READING TEXT –
The opening of the Lehigh Canal led to an iron industry along the river and creek banks. After the Civil War, Allentown's business leaders made concerted efforts to lure new businesses. Textile manufacturing grew to such a degree that by the early twentieth century it rivaled iron as the most important industry. In the first decade of the twentieth century, Mack Trucks established a plant and became an important employer for the next half century. In 1913 a new concrete arched bridge over the Lehigh River at 8th Street opened the east bank of the river to significant commercial and residential development. With the completion of a similar bridge at Tilghman Street in 1929, Allentown and Bethlehem became linked in a seamless connection across the county line. To the west, real estate developers Kaeppel and Kester began building large numbers of single-family and double houses around Muhlenberg College ( LH15), a neighborhood advertised as “College Heights.” Meanwhile, downtown Allentown's spine, Hamilton Street, benefited from City Beautiful impulses. In 1916 the first of many attempts to remove the Center Square war memorial ( LH1), to ease traffic flow, was rejected.

Remarkably, not even the Great Depression could stop Allentown's progress. The city's conservative Germans had shunned investment in the stock market, and the local textile industry executed a prescient switch from silk to other fabrics. From 1931 to 1933, the Depression's worst years, business activity declined, but over the course of the decade the number of manufacturing jobs in Allentown actually increased. Allentown continued to thrive until the 1960s, when ill-conceived urban renewal schemes obliterated entire blocks east of Center Square. On the west end of Hamilton Street many of the old mansions disappeared. Stores and customers migrated to two new malls with ample parking along U.S. 22, north of town. The Whitehall Mall (1967) was the first enclosed mall in eastern Pennsylvania outside greater Philadelphia. And when the even larger Lehigh Valley Mall was built on an adjacent tract in 1976 it meant the end of Hamilton Street as a viable commercial location.

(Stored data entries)

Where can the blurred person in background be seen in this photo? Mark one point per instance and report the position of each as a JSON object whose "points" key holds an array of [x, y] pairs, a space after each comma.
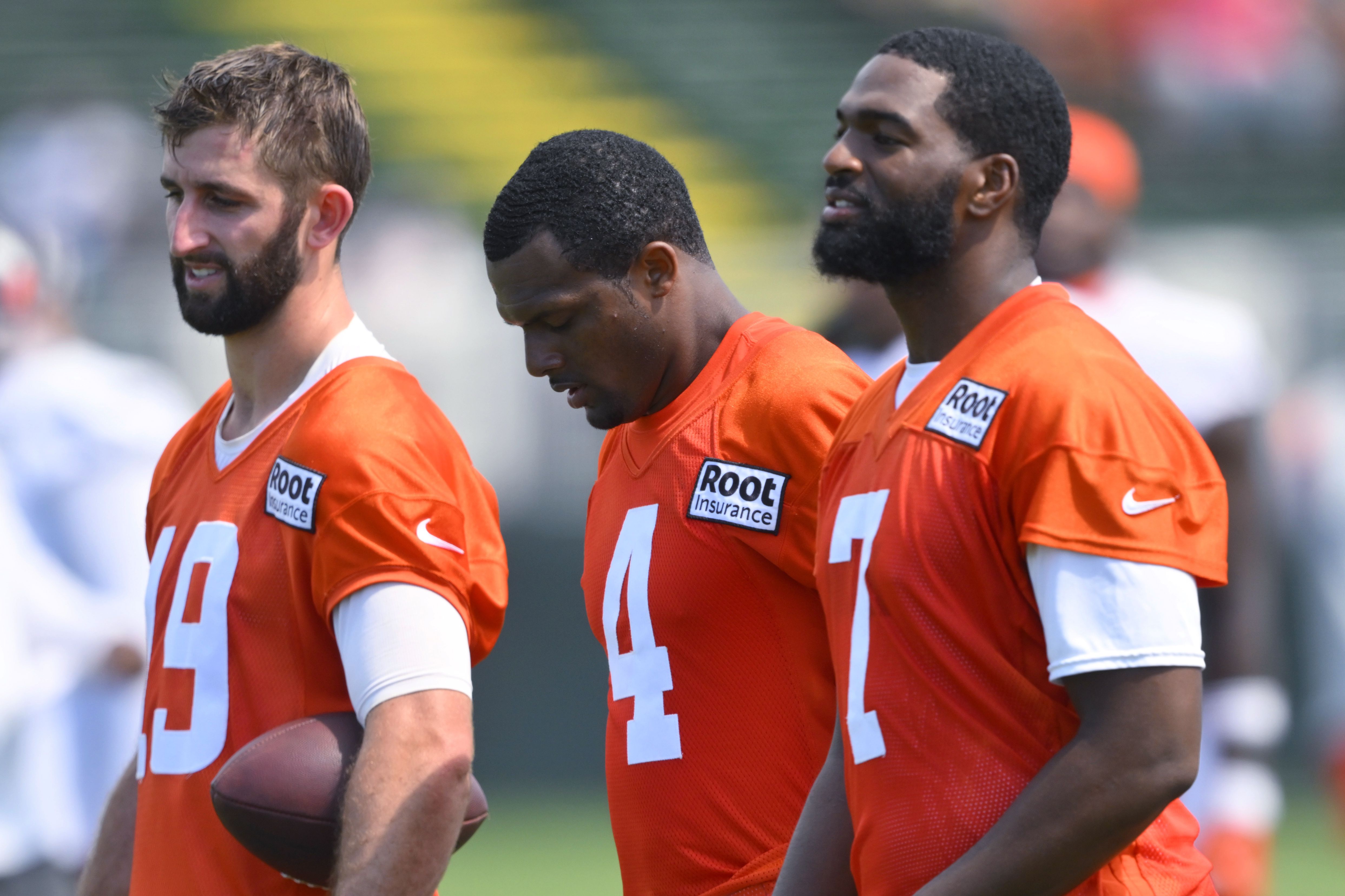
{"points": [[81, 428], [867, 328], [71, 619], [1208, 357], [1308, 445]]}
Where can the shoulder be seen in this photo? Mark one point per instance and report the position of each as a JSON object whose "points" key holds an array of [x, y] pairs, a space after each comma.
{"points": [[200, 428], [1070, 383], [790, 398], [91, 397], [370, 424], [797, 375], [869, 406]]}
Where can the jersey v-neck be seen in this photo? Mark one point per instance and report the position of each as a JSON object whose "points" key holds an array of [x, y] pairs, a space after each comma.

DIRECTION – According to the Allentown history text, in what year was the bridge at Tilghman Street completed?

TASK ANSWER – 1929